> **Exercise prompt**
Whenever the word "rear" shows up in a line of the data, copy that line.

> **Data section**
+ + + + +

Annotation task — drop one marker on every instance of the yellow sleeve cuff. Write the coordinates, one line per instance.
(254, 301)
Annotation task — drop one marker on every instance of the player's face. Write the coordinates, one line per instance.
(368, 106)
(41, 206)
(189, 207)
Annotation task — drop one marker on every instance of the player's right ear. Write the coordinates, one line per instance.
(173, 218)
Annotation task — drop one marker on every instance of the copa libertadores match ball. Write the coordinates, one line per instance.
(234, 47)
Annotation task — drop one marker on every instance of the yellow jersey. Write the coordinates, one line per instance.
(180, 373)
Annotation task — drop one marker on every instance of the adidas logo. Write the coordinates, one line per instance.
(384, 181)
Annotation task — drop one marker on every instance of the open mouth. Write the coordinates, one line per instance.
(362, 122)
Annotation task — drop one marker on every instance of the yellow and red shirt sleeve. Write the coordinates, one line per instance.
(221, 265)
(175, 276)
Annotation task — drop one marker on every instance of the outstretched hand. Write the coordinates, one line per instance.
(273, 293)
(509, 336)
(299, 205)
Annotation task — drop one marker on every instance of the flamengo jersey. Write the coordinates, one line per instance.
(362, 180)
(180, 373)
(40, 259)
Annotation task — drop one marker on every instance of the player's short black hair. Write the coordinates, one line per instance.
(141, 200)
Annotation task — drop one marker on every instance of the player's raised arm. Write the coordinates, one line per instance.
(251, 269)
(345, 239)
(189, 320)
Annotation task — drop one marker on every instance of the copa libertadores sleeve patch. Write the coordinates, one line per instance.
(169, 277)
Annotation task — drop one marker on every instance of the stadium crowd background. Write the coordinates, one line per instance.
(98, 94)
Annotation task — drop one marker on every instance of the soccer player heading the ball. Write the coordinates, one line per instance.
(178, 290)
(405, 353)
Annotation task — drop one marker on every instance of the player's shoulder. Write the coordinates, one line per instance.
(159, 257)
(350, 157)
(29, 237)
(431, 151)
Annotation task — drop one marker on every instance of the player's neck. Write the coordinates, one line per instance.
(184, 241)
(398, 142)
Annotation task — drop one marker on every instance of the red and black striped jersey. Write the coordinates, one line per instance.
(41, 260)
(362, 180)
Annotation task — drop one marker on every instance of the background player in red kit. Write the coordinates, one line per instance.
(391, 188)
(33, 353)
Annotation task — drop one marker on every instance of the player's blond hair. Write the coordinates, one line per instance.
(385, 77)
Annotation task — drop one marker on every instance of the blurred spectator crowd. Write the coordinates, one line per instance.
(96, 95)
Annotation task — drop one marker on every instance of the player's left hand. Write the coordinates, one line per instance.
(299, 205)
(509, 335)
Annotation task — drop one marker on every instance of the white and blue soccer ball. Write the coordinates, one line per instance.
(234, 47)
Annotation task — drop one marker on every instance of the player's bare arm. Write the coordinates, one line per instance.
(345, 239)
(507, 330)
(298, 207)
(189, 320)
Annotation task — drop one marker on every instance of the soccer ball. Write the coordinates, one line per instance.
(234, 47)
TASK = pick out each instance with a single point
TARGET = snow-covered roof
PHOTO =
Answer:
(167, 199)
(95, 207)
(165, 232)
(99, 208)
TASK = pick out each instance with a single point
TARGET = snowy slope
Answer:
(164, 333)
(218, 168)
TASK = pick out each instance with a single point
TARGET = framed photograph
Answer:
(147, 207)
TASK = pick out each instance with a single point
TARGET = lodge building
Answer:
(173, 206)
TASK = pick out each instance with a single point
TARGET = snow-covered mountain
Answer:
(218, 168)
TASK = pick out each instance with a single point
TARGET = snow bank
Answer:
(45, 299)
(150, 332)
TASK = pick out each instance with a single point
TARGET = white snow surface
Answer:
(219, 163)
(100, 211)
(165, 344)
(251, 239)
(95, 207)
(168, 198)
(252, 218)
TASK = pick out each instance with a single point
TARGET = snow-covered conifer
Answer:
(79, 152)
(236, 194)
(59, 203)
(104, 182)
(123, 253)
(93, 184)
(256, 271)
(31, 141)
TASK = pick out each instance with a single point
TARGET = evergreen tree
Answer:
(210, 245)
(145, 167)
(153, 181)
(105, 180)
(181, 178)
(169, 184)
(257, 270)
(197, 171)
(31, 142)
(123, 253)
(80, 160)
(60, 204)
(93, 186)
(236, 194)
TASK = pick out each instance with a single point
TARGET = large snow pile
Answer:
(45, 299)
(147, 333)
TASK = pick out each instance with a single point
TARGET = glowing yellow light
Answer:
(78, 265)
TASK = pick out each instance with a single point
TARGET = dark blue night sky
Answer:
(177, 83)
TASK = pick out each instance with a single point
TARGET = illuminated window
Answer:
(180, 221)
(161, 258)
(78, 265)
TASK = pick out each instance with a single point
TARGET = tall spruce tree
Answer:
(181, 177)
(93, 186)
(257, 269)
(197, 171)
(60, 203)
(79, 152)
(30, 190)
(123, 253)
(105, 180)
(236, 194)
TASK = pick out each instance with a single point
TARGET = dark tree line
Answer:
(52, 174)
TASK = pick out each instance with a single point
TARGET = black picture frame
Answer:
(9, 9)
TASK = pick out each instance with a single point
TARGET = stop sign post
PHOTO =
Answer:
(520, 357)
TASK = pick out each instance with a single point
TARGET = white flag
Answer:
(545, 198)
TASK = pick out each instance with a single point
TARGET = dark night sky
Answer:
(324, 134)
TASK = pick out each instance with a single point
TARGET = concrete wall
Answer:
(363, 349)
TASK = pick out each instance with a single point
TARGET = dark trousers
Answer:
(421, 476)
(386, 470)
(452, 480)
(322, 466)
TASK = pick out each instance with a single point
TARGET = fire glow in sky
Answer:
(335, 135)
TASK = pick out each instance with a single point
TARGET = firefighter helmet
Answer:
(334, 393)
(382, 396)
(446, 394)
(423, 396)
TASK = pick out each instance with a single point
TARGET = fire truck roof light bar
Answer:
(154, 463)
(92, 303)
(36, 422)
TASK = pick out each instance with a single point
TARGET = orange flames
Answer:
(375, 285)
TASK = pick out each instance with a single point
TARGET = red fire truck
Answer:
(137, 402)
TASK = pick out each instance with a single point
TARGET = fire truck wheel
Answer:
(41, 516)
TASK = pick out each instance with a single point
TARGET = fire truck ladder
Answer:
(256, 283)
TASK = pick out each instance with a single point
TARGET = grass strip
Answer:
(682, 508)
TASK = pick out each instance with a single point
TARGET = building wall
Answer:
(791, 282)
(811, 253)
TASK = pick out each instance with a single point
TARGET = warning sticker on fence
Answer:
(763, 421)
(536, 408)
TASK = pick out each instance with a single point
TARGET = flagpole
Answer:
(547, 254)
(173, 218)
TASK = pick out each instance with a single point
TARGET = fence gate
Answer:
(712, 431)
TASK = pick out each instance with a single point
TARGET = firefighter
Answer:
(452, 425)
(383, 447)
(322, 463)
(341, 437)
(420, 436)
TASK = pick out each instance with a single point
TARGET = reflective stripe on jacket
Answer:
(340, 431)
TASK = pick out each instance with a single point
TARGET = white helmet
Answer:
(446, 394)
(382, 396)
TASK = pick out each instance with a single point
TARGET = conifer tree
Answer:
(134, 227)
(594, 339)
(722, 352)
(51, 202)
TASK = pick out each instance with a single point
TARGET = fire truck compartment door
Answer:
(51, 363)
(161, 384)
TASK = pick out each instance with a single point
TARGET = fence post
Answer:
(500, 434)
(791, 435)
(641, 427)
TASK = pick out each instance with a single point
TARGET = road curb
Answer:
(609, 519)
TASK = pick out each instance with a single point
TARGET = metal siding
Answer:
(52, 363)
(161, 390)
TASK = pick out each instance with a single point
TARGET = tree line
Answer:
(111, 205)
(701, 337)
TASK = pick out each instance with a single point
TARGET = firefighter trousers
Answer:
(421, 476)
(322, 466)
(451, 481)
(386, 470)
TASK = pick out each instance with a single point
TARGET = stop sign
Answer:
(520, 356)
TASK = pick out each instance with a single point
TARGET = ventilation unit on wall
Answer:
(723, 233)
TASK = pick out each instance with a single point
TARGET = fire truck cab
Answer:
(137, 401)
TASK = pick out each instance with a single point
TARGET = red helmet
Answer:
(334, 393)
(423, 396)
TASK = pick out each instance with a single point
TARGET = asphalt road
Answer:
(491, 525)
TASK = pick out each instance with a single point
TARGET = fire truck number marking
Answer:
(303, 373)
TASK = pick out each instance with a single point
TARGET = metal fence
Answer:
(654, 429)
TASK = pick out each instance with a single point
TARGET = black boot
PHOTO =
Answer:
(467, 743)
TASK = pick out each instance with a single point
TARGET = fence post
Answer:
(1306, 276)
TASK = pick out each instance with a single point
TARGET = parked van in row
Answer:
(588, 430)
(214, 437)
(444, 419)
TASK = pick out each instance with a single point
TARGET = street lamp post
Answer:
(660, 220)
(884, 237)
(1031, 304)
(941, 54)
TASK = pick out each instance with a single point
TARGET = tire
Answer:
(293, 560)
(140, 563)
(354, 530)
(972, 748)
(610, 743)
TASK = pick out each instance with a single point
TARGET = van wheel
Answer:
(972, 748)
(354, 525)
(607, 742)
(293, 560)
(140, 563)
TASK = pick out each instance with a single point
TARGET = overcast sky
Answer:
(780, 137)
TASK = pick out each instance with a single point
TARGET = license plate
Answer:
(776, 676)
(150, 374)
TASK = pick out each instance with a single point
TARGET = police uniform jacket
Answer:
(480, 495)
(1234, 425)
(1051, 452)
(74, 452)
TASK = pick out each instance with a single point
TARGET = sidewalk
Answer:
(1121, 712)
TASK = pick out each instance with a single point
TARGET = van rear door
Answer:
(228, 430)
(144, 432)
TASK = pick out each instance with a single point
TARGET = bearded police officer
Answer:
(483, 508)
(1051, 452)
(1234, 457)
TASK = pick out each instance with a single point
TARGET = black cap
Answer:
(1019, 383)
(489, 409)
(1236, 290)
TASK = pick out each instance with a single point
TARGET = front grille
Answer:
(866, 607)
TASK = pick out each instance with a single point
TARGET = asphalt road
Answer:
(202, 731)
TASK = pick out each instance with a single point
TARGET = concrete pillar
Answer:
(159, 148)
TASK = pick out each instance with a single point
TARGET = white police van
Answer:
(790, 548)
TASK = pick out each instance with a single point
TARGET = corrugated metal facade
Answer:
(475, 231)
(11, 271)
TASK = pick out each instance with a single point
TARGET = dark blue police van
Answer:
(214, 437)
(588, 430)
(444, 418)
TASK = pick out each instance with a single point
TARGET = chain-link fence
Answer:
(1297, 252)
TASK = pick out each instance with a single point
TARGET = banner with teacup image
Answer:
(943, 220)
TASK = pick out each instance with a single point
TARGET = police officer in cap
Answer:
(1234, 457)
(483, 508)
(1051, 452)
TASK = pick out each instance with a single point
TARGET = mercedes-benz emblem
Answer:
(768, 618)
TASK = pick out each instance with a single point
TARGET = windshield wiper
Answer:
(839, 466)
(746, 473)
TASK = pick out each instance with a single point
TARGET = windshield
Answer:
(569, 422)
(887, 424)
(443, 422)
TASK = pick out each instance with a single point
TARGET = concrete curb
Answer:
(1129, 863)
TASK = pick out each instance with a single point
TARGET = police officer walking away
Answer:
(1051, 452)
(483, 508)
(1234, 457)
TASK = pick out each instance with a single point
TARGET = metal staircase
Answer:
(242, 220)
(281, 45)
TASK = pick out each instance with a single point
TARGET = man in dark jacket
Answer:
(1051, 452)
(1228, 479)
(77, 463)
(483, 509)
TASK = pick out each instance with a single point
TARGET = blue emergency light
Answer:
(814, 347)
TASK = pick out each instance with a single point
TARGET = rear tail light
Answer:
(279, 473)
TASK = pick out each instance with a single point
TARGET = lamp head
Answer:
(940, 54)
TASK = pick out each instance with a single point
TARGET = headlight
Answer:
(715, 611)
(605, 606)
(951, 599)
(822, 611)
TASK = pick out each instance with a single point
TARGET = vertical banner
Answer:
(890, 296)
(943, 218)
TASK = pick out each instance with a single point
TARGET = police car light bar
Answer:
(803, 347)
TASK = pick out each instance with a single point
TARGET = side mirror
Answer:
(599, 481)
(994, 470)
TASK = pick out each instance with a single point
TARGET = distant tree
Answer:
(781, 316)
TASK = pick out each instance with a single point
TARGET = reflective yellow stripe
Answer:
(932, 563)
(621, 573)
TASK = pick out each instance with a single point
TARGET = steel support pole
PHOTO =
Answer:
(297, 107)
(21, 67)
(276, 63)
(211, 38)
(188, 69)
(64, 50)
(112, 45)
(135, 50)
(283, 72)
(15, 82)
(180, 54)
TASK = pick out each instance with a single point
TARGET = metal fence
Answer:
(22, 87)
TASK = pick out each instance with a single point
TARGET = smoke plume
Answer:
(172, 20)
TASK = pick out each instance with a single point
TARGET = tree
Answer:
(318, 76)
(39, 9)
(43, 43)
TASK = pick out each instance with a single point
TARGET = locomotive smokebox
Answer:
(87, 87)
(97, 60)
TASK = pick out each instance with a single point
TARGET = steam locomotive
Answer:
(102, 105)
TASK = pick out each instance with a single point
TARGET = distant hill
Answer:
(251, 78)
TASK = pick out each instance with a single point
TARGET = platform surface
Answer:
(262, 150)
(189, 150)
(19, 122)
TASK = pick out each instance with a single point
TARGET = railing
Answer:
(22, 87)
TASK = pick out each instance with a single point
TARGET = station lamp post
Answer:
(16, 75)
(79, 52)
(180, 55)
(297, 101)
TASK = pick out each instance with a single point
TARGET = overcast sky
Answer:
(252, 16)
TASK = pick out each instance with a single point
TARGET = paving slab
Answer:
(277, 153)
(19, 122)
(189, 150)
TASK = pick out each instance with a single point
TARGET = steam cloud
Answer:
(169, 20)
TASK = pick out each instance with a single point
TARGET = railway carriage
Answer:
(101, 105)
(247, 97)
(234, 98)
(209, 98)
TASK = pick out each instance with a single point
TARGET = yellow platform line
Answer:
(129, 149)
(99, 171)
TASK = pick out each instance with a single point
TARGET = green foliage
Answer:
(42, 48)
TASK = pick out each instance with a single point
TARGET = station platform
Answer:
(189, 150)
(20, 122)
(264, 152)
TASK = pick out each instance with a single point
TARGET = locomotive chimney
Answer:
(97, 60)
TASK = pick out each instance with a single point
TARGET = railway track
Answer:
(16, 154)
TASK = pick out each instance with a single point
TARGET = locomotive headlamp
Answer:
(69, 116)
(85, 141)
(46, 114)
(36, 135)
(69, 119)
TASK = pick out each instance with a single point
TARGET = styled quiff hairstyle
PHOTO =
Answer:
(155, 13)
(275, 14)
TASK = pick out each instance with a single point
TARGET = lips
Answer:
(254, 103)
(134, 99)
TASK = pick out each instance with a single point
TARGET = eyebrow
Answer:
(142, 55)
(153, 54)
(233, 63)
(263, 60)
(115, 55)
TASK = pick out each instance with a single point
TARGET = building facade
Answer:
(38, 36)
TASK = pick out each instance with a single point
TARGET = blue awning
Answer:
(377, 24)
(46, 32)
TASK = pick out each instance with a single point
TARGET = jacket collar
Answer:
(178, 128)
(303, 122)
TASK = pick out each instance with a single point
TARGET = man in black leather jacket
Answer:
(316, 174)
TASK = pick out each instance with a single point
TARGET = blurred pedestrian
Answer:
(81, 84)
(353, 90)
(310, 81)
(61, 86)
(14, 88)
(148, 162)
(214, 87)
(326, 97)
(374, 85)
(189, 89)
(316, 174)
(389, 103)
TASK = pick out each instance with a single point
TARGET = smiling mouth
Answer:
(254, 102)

+ + + + +

> **Response for this exercise**
TARGET = van rear door
TARGET = rear tail light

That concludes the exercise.